§ **Given task a**
In the forum post on pigeon keeping below, what color does the writer think the bird is?

+===+

There are a lot of folks in Eastern Pa, Philadelphia, and New Jersey area. 95% of the birds raced are blue bars and checks (the most common pigeon colors). That bird is an unusual/rare color and although there are a very small few homer folks that race a couple of rare colors, most people that keep rare colored homers do so for the enjoyment of the different colors. They may fly them but rarely race them. Anyway, what I am saying is that is a very nice looking bird and you could probably easily find a home for it.....but screen any potential adopters closely (make sure they are legitimate, have a good loft, healthy birds, not using it for dog training etc.). Now, I hope you decide to keep it......in which case welcome to the wonderful (and addictive) world of pigeon keeping. Pigeons are wonderful birds, and you have a beauty there. Certainly a lot of good information on this board and on the internet. Make sure any cage, especially outdoors is very very secure......racoons can easily tear through chicken wire, and mice can go through the holes. If you build an outdoor enclosure use strong hardwared cloth with the tiny square holes for all screen. Pigeons can take the winter cold but need the inside to be dry. They can get in the sun and rain in a flypen but the main part of the loft needs to be dry and well ventilated for best health. A very large secure rabbit hutch would work for her and a mate possibly.....something larger if you expand in the future. BTW the Philadelphia zoo recently added a nice exhibit on pigeons. Get some grit along with a good pigeon seed mixture and provide the grit and fresh water at all times. I am sure there is some place local that sells it but it can also be ordered from places like Foy's. A little hard to tell but I think your bird is probably a hen (female). I think the color is Khaki (dilute brown). Enjoy!!

+===+

§ **Given task b**
Find every line in the rows below that contains the string "outline" and copy each one. Case counts.

+===+

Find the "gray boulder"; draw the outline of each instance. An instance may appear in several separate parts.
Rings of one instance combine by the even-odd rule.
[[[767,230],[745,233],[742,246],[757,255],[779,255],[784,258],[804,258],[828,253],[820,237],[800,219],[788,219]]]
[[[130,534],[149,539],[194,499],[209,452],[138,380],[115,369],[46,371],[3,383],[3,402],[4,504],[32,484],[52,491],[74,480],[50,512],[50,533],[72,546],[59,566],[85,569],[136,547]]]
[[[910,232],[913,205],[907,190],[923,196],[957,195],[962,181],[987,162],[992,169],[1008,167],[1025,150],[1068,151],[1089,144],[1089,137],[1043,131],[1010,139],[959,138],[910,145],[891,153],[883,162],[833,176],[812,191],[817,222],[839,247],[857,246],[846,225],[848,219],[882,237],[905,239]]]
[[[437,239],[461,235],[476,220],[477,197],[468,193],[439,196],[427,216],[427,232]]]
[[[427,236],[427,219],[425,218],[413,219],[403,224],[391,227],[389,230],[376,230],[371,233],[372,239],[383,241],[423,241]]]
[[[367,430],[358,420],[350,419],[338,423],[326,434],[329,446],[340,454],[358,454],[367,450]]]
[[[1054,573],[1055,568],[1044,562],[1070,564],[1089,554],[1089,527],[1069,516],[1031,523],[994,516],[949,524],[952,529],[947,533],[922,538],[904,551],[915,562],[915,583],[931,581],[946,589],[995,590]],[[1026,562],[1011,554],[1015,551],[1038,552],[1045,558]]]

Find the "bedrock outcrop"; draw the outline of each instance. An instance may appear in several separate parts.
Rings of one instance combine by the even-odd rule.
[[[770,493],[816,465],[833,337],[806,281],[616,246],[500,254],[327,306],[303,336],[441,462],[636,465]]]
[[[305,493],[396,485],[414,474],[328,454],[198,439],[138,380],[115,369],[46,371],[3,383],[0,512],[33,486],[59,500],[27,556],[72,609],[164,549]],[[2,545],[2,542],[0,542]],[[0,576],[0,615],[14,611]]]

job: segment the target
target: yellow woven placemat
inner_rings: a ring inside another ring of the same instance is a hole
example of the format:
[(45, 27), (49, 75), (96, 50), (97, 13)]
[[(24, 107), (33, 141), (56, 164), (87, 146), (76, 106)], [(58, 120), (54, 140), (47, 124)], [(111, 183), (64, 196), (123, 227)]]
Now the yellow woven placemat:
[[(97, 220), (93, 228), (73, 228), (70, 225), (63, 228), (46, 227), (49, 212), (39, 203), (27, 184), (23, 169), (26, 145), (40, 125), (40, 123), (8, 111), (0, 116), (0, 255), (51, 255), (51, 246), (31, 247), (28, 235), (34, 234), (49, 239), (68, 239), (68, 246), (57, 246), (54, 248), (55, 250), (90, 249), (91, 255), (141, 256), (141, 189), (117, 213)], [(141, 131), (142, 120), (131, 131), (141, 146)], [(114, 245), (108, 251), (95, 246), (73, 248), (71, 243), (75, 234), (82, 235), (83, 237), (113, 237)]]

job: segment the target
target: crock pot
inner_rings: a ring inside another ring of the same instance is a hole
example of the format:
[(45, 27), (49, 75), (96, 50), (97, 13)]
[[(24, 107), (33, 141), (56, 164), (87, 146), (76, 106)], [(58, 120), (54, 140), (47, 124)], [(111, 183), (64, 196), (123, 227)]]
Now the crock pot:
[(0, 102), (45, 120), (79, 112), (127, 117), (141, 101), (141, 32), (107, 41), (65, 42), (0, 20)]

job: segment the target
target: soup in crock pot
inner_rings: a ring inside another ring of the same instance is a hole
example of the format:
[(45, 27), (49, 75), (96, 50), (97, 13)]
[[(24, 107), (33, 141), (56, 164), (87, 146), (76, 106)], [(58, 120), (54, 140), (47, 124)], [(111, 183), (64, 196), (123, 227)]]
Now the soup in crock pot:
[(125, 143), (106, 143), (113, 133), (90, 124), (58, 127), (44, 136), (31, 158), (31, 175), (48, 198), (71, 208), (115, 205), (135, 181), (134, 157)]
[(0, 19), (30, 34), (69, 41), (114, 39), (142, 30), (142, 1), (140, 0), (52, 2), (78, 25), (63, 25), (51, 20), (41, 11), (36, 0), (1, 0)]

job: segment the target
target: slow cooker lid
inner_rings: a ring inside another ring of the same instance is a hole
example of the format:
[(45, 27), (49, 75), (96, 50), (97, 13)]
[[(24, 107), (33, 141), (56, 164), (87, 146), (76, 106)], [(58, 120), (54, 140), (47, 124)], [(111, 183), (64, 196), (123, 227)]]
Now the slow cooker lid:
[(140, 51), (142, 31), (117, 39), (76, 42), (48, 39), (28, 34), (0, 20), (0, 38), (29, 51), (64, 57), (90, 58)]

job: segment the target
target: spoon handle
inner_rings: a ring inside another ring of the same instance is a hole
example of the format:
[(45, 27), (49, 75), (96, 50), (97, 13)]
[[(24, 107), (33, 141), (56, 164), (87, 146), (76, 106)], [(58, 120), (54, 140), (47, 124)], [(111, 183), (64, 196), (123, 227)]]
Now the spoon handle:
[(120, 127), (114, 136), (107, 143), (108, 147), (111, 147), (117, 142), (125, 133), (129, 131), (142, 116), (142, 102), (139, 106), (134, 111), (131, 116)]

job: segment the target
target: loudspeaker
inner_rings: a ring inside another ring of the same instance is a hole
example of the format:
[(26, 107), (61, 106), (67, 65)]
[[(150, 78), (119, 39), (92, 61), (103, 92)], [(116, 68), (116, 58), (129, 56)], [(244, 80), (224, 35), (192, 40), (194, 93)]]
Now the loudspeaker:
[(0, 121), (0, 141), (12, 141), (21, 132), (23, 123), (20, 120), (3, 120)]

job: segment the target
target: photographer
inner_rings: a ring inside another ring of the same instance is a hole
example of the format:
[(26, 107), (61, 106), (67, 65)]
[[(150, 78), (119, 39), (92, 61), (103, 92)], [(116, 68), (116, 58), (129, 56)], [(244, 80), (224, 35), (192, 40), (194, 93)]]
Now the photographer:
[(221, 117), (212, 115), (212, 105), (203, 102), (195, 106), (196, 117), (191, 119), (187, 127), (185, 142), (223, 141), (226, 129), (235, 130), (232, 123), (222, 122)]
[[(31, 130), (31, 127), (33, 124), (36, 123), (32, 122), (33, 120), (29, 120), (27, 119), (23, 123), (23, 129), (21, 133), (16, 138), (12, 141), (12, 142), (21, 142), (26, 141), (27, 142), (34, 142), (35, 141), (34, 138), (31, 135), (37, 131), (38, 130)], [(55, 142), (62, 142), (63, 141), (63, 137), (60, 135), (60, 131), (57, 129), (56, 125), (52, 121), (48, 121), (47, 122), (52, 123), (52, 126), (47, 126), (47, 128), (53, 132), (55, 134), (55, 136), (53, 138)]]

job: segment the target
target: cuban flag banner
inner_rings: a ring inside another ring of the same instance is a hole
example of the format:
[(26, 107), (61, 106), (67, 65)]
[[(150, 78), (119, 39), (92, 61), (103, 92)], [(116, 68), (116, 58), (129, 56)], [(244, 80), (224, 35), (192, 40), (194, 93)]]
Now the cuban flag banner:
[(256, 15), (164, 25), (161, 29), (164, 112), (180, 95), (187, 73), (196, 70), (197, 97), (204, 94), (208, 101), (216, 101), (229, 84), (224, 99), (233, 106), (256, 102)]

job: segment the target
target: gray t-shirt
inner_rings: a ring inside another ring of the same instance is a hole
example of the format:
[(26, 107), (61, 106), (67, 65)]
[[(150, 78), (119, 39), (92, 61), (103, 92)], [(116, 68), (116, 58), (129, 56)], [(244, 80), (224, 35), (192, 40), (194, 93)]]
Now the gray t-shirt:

+===+

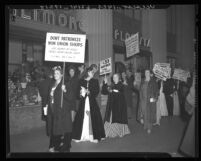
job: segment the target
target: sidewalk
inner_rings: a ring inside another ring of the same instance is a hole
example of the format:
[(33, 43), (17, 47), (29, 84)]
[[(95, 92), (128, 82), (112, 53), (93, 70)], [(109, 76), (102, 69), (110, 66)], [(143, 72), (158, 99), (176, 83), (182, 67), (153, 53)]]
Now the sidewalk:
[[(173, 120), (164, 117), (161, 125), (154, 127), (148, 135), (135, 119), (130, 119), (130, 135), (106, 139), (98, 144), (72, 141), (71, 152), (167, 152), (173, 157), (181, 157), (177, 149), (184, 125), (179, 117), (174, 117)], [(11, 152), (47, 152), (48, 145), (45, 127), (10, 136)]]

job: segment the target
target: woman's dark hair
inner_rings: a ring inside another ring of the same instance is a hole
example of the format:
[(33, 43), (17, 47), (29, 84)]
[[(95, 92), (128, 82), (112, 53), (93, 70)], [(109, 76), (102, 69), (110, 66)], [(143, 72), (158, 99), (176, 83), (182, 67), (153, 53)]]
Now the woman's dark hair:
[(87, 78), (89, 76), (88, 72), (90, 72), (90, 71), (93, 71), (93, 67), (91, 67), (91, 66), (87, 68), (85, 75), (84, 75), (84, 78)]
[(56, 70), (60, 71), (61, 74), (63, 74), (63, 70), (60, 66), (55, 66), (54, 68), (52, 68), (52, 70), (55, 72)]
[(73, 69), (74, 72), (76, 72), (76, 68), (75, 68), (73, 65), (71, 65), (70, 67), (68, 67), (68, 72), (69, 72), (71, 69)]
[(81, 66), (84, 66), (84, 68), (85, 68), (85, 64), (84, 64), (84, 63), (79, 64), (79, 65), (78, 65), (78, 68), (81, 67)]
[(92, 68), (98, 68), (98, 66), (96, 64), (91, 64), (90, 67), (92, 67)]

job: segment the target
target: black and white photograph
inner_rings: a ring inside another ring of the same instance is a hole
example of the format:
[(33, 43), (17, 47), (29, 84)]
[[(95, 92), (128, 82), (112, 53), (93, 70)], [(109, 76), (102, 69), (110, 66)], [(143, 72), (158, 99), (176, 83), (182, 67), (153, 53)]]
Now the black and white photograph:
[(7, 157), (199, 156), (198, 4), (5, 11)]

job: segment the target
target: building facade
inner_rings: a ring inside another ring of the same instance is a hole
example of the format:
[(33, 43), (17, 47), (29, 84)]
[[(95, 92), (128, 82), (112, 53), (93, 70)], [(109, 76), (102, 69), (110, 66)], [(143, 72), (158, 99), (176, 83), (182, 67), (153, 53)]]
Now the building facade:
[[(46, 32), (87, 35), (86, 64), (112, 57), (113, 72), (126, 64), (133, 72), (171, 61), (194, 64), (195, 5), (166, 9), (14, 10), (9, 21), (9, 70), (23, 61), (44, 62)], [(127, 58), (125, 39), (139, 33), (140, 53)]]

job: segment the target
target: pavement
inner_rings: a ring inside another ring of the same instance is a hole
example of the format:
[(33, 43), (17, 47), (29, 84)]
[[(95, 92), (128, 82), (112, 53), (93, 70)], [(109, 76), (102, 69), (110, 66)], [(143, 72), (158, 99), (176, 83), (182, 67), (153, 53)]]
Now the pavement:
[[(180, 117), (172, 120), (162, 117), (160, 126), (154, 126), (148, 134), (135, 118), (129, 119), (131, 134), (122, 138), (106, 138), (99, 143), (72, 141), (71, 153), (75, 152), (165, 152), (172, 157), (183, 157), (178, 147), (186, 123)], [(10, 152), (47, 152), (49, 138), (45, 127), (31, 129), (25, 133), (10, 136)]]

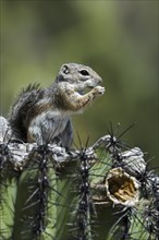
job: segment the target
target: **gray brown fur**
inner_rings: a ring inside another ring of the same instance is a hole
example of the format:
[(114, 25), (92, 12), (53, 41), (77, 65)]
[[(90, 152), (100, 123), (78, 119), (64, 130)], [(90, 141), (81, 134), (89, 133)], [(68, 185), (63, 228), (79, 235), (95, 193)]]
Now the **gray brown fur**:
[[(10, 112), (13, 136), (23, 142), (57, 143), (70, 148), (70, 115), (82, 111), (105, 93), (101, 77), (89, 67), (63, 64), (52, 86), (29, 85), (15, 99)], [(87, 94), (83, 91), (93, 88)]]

+===+

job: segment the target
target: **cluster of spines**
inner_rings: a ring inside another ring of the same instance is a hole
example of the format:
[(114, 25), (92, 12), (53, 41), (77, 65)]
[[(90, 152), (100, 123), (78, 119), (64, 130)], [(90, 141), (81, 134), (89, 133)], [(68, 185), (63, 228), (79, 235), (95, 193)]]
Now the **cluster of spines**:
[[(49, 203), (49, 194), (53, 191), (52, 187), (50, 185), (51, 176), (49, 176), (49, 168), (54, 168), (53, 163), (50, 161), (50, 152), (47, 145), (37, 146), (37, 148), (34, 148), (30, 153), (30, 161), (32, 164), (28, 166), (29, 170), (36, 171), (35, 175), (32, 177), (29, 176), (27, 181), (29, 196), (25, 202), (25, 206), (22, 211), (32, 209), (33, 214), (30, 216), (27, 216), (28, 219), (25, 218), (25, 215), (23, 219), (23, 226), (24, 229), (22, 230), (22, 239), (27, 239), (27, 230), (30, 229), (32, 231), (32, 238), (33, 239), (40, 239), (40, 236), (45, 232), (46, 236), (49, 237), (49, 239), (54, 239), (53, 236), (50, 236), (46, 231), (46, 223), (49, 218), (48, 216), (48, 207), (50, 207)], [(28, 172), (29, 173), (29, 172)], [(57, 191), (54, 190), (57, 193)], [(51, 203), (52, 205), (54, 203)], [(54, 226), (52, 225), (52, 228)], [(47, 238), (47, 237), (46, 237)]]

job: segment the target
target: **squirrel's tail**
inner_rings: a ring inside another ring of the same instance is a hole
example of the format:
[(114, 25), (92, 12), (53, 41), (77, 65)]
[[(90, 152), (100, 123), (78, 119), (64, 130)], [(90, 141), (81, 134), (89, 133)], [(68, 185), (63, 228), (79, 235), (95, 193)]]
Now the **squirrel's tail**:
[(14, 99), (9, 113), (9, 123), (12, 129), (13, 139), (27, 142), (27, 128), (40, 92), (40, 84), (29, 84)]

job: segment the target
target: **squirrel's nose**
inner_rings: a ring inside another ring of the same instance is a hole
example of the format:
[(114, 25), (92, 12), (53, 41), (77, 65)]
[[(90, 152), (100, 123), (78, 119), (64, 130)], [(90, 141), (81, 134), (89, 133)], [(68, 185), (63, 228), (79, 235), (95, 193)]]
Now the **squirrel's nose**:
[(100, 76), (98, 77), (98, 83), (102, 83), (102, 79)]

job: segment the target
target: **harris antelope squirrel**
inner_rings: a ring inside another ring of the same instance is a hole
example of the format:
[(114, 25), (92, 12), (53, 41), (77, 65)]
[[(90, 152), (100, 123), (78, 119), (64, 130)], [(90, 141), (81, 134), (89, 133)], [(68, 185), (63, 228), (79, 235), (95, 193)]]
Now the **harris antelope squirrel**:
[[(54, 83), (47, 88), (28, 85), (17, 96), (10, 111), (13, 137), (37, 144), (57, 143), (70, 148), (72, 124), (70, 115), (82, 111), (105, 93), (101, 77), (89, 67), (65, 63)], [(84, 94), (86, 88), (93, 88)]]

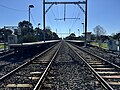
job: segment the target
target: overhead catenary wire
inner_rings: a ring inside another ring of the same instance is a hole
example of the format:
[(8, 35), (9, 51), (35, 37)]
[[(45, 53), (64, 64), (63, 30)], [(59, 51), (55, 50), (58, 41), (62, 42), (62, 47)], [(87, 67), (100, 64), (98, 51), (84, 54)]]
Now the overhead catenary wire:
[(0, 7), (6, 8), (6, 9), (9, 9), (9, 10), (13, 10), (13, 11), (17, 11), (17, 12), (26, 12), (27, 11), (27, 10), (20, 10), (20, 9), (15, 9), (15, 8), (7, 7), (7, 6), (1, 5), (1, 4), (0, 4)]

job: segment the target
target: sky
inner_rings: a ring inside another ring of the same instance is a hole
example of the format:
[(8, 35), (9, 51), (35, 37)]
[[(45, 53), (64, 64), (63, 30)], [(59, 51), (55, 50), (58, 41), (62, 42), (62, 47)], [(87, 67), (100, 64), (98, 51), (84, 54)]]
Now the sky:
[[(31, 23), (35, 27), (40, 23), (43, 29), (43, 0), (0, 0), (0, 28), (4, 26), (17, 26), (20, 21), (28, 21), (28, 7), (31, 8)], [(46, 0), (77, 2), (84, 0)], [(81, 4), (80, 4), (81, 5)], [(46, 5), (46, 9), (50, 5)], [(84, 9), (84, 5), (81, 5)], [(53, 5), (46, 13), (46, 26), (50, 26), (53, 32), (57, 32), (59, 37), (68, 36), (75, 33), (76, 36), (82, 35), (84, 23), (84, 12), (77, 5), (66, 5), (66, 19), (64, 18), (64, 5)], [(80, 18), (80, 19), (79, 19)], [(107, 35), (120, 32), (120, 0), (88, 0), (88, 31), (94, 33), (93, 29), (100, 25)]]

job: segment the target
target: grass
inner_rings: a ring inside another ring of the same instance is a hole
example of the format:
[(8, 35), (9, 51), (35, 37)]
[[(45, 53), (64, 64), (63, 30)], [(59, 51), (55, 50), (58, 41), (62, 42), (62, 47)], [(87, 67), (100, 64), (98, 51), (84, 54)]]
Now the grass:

+===+

§ **Exercise output a**
Khaki (dilute brown).

§ **Exercise output b**
Find the "gray boulder"; draw the outline of each instance. An instance may appear in several separate parts.
Find the "bedrock outcrop"; draw the outline of each instance. An instance may appear in several separate parts.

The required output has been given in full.